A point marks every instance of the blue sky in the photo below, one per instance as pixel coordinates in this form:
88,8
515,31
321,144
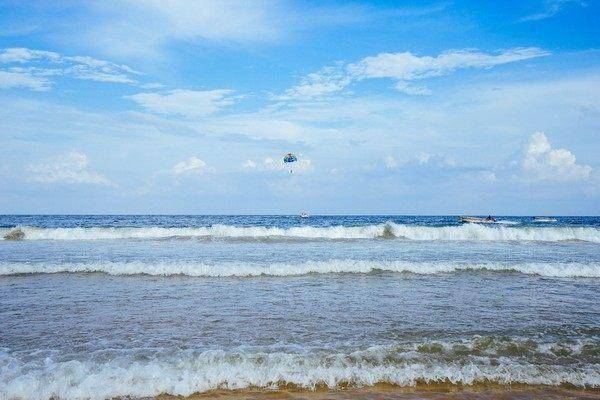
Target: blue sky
446,107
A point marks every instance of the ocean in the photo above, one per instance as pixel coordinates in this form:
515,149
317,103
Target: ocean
101,307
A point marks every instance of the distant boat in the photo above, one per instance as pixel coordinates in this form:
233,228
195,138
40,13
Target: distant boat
477,220
544,219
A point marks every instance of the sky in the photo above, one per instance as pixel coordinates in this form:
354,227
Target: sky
392,107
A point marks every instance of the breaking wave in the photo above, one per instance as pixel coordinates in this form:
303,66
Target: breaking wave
111,374
561,270
466,232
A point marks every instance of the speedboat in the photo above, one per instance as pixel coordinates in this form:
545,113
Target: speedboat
477,220
544,219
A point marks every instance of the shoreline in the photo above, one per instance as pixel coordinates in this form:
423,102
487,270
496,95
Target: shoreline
391,392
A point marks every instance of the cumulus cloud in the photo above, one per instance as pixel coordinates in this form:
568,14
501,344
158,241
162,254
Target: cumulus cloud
543,162
189,103
70,168
23,79
33,67
403,68
192,165
271,164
--*--
### PROBLEM DETAILS
Repeat exactly the lines above from the line that contains "A point marks every instance of the ocean" through the end. Include both of these ends; leave out everything else.

### TASK SOLUTION
A point marks every instance of the ocean in the photo above, one per instance as pixel coordinates in this form:
515,149
317,103
Target: ocean
101,307
A point marks every instance of the distant boat in the photo above, one per instance as pixel coordinates in this form:
233,228
195,138
40,13
Target: distant boat
477,220
544,219
A point marks every instance of the sky in the photo above, one per instance as pixel coordinates in this form:
354,227
Target: sky
392,107
A point marks every instance of the breaking wave in the photo above, one per instance as pixel coordinates in this form:
303,66
Target: breaking wave
111,374
561,270
466,232
A point marks every instance of the speedboat in the photo above, one per instance as pixel coordinates in this form:
545,113
Target: speedboat
477,220
544,219
A point marks every instance of the shoreline in the photo above, one per instance as pixel coordinates in this form:
423,102
487,270
496,95
Target: shoreline
391,392
A point marks every instance of the cumulus cloud in the photo above, one per instance as pixel coordinates in this form:
568,14
501,344
158,241
162,254
Target: cumulus cloud
543,162
189,103
70,168
23,79
33,67
403,68
192,165
271,164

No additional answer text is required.